#### PROBLEM STATEMENT
Word for word, print each line of the listing below; pictures stay out.
═════ GIVEN RECORDS
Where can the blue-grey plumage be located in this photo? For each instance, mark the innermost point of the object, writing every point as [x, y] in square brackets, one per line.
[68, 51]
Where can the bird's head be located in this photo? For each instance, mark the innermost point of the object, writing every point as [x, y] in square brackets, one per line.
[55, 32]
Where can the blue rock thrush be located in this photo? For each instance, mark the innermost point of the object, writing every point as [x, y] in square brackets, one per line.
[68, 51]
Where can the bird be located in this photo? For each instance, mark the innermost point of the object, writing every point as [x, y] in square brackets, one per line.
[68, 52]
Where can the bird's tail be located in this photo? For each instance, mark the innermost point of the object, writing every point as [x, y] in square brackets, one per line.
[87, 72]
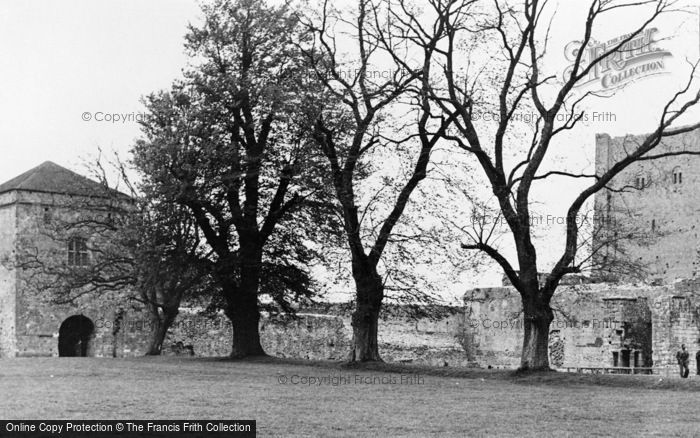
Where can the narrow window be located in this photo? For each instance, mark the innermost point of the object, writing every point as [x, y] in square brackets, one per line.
[78, 252]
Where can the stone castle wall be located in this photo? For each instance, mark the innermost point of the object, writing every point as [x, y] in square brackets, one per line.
[326, 335]
[667, 213]
[7, 276]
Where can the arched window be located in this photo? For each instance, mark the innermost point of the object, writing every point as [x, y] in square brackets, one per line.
[677, 176]
[77, 252]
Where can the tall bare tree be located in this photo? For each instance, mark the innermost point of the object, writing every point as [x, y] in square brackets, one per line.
[517, 36]
[228, 143]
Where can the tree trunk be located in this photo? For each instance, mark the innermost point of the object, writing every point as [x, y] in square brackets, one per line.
[242, 306]
[538, 315]
[161, 325]
[365, 318]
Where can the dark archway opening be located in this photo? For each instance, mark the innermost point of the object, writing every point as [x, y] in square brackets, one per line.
[74, 336]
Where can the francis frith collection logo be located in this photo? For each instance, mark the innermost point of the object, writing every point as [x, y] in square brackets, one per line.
[639, 58]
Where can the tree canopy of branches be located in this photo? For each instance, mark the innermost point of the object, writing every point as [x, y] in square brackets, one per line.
[519, 32]
[228, 143]
[379, 79]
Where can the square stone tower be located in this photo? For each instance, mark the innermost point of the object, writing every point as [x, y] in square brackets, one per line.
[34, 207]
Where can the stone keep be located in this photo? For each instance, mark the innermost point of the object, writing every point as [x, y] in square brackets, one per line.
[31, 323]
[660, 204]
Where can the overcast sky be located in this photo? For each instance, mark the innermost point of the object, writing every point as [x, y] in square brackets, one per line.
[60, 59]
[63, 62]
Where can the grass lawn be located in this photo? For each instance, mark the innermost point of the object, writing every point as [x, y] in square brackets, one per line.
[443, 402]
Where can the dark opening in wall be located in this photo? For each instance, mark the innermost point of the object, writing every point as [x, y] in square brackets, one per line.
[75, 336]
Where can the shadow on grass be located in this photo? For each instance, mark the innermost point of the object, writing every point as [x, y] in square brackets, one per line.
[538, 377]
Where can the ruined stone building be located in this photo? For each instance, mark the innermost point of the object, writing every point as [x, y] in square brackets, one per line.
[657, 203]
[629, 323]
══════════
#### WORKED SOLUTION
Where can the blue-grey plumage be located in this photo? For each instance, mark the innermost point of the object, writing every point as [x, y] in square brackets, one per line.
[68, 51]
Where can the bird's head be located in this photo? For each instance, mark the innermost point of the object, writing every point as [x, y] in square brackets, one per line.
[55, 32]
Where can the blue rock thrush be located in this photo? For each instance, mark the innermost point of the object, writing every point as [x, y] in square brackets, one per line.
[68, 51]
Where can the bird be located in this photo? For each instance, mark the innermost point of the object, writing every point as [x, y] in square brackets, one per line.
[68, 52]
Where can the bird's tail be located in this photo? For each instance, mark the innermost point of the object, writing every point as [x, y] in square brackets, one per line.
[87, 72]
Where can the narrow window be located in this photo? For each instance, mark the innermost point of the object, writing every point as [x, y] in square brackets, one per line.
[78, 252]
Where can the stone castle wall be located in this photo? For each instance, mark the innermost point of the object, writing every point as [x, y] in square brackets, one per line.
[326, 335]
[667, 213]
[7, 276]
Where can the arched window be located in this photo? For each instance, mark the innermost point of the object, writing every point as [x, y] in square brackets, one per line.
[677, 176]
[77, 252]
Where can the tall bare tree be located in this photo? For each instance, mark the innermost point of the object, writing every point as [x, y] in square brackets, one per line.
[517, 36]
[228, 143]
Where can the tree trunk be located in this photo? For each instance, mark the innermost point of the object, writing every point as [x, y] in square brackets, one per line.
[242, 306]
[538, 315]
[161, 325]
[365, 318]
Where can the dark archway opening be located in this photo? For each instance, mark the innermost point of the object, writing every point as [x, y] in square brackets, one per line.
[74, 336]
Where can the francis frith collection logo be located in this photo? For each instance, mark the innermost point of the object, writing every point as [x, y] in square brackets, one per line.
[639, 58]
Where can the tree canopy of branches be located in this photo? For each instance, mark the innermost point of the object, writing every point as [x, y] in square brackets, one per line.
[519, 32]
[228, 143]
[379, 79]
Where can the square stone tower be located in this photo? For each instance, mark the innermost point of the object, writing every point as [x, y] in square brackets, one per line.
[34, 207]
Where can the stone keep be located in this photo? For each instance, mark the innermost point of the object, writing every point as [x, y] in square brackets, one per line.
[31, 323]
[660, 204]
Where can the overcast sky be located in this photo? For each instance, mark the innermost point of the object, writing every point as [x, y] in square brackets, one per line.
[60, 59]
[63, 62]
Where can the grass lawn be located in this photo? For each instance, mark the innermost point of the object, writing every point as [x, y] in square brackets, one per line.
[443, 402]
Where can the dark opening in wall be located in this photo? For each instance, mark the innermost point of the object, writing every point as [x, y] in square brackets, one per line.
[75, 336]
Where can the shadow on grass be located in this photo? For each instance, mark the innermost point of the object, writing every point as [x, y] in square brackets, one per line.
[538, 377]
Where can the ruined stone building be located in this photo? For each instance, mark the innermost point of the object, writing every point as [x, y] in square brackets, one per line.
[657, 203]
[629, 323]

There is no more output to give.